- Data extract:
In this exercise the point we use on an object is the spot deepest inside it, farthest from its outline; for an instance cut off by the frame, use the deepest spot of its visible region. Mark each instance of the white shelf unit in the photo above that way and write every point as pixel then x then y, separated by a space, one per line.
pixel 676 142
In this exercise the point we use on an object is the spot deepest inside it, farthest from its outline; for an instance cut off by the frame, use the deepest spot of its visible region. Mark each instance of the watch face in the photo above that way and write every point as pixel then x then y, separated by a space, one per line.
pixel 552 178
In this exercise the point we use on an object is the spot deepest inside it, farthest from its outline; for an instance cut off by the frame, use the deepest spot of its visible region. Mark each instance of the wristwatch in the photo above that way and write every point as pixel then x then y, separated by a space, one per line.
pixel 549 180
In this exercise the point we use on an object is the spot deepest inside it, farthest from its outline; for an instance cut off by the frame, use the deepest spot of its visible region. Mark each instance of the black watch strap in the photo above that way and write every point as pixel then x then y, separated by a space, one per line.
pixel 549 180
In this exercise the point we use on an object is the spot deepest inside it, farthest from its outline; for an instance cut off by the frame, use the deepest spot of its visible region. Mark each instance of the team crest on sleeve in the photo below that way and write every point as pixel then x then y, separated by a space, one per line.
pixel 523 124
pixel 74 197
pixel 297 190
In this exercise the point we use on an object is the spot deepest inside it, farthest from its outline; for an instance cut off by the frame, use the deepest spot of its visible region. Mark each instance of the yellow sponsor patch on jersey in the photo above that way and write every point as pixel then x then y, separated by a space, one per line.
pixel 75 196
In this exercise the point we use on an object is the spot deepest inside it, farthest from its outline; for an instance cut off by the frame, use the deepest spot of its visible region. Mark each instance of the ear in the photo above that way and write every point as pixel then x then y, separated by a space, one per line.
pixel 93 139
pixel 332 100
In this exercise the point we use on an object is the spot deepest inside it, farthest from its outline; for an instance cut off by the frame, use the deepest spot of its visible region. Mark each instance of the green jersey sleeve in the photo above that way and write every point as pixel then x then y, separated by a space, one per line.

- What you need to do:
Copy out all of the rows above word for word, keeping every line in its original order.

- Answer for this exercise:
In this exercise the point we use on an object is the spot deepest inside it, farthest from its outline; for an instance cut off by the frame, use the deepest spot of its visible region. Mark each instance of the white shelf unit in the photo above that way and write every point as pixel then x then y, separated by a space, one per line.
pixel 676 142
In this exercise the point we use on an object is the spot deepest inside it, farthest from its outline; for an instance cut off by the frame, use the deepest spot of its visible region. Mark each instance of the watch face in the photo above that way and write every point as pixel then x then y, separated by a space, one per line.
pixel 552 178
In this exercise the point we use on an object is the spot deepest inside it, farthest from its outline; for an instance cut off by the frame, use the deepest spot of its visible region. Mark each instance of the wristwatch in the photo above that way and write every point as pixel then x then y, separated by a space, one per line.
pixel 549 180
In this exercise the point we use on an object is the spot deepest inside it, farthest from its outline; for an instance cut off by the frame, use the deepest spot of its visible region. Mark each instance of the black watch strap in the photo above that way and write every point as pixel then x then y, separated by a space, one per line.
pixel 549 180
In this exercise the point we use on an object is the spot deepest inside it, farthest from its outline; for an instance cut off by the frame, use the deepest spot of its visible region. Mark each instance of the team crest on sleeve in the photo below that way and write every point as pixel then x then y, separated by a space, one per line.
pixel 523 124
pixel 74 197
pixel 297 190
In this exercise the point we use on an object is the spot deepest inside it, farthest from its outline; for an instance cut off by the frame, use the deepest spot of its visible region. Mark each instance of the yellow sponsor patch on jersey in the photo above that way and write every point as pixel then x then y, separated by a space, one per line.
pixel 75 196
In this exercise the point we use on an object is the spot deepest inside it, farthest from its outline; for an instance cut off by the frame, use the deepest spot of its visible region. Mark each instance of the ear in the photo above that way and write every point as pixel then x then y, separated by a space, one per line.
pixel 93 139
pixel 332 100
In this exercise the point we use on an object is the spot deepest inside it, farthest from its outline; for an instance cut off by the frame, use the deepest spot of its visible region. Mark each instance of the green jersey sleeve in the photo above that way and write every point as pixel then x then y, separated by a space, one per line.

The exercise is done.